» **PROBLEMS TO SOLVE**:
1 – In the forum thread about woodworking measurements, which two woods were stacked and taped together to make the guitar?
2 – Write the next part of the forum thread about woodworking measurements, starting right after its final sentence.

» **EXTRACTED TEXT**:
........

I used a lot of different measurements and worked through the time some U.S. companies moved to the metric system when all prints had to be dual dimensioned.

I use fractional inch, decimal inch, mm, cm, and even architectural rulers (like that shown below), it all depends on what I am doing!

*Just don't change horses, or rulers for that matter, in midstream!*










These are helpful in making scale models of projects.


----------



## Sarit (Oct 21, 2009)

I usually just configure the CAD software to work in fractions with the precision you desire. I've switched from sketchup to fusion360 (free-ish for inventors) and its more precise and handles displaying in fractional units.

Easier to change the software than the hardware.


----------



## Gene01 (Jan 5, 2009)

> Measurement is the enemy of precision.
> 
> - Rick M


+1… in spades! But, for some, that concept is heresy.


----------



## pontic (Sep 25, 2016)

Just go Metric it's coming anyway.


----------



## Tennessee (Jul 8, 2011)

I posted these pictures of this guitar I built, since I wanted to emphasize the way woodworking measurements can work.
I put planks of maple and walnut on top of each other, taped together with a few strips of doubleback sticky tape.
I ran then through my bandsaw, putting in random cuts that weaved back and forth.
I then reversed every other board, so I came up with a dark/light/dark rotation.
Then, with the raw bandsaw blade cuts, glued them all up to form the two boards that formed the front and back of this guitar. Then I cut the planks in two inch wide strips, to further muddle the pattern. The front is the mirror image of the back, since it was the other board that was created when I flipped every other board.
No measurements, no way to sand the cuts, and if you look closely, there are no gaps in the glueup.
The guitar is currently owned by a man in Colorado.

........

[Location labeling records]
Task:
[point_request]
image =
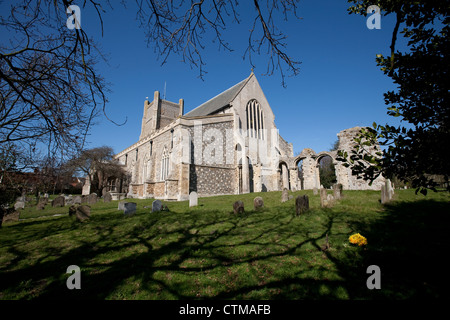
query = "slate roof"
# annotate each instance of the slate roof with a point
(218, 102)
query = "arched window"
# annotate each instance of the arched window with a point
(165, 165)
(255, 120)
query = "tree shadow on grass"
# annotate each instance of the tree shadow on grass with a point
(407, 242)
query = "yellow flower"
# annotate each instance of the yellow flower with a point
(358, 239)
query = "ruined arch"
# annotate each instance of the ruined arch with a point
(326, 169)
(283, 175)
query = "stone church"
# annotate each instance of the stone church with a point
(227, 145)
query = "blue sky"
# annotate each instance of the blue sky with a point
(339, 85)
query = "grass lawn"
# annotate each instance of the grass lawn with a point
(208, 253)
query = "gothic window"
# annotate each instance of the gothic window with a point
(165, 165)
(255, 120)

........

» **OUTPUTS FOR THE TASKS**:
1 – Maple and walnut.

2 –
This demonstrates how wood is way more forgiving than most other mediums that you might want to attach to each other.
I think in terms no tighter than 1/2MM when I measure, or about 18 thousandths of an inch. I can't sharpen my pencil much tighter than that, and my thinnest bandsaw blade is .025, so anything tighter is essentially not worth my time.
This is also why I am not a metalworker…


----------



## HokieKen (Apr 14, 2015)

Another engineer here. And a machinist prior to getting my degree. The mental shift from designing and making parts in a precision CNC production shop to working with wood in my home shop took a while too ;-p

First, to your question, you probably want to buy scales and combination squares in 3R or 5R increments. Both have 1/10 scales. 3R has 50ths and 5R has 100ths. That being said, I prefer 4R. I work in 1/32" almost all the time with my woodworking. Although there is still always a caliper handy when my brain just won't let it go 

Rick is right though, you're not working for interchangeability of parts typically. So, measurements become secondary to fitting parts to one another.


----------



## Rammstein1224 (Mar 13, 2017)

I will try to answer everyone, but first id like to say thanks for all the responses. This group is 100x more responsive that most of the other forums i have been on.

@jimintx I have had the slightest thought of using the metric system as is basically accomplishes the same end result i am looking for by using tenths of an inch. I feel ultimately it would cause more problems than it would solve not only with availability metric marked tools to the fact wood is indeed created in the imperial system.

Yes i see how technically speaking fractional indicators are more precise down to their markings than tenths of an inch is, but the advantage of tenths is when you need a measurement like .33 where then you just mentally split that tenth into 3rds and thats exact enough for even myself.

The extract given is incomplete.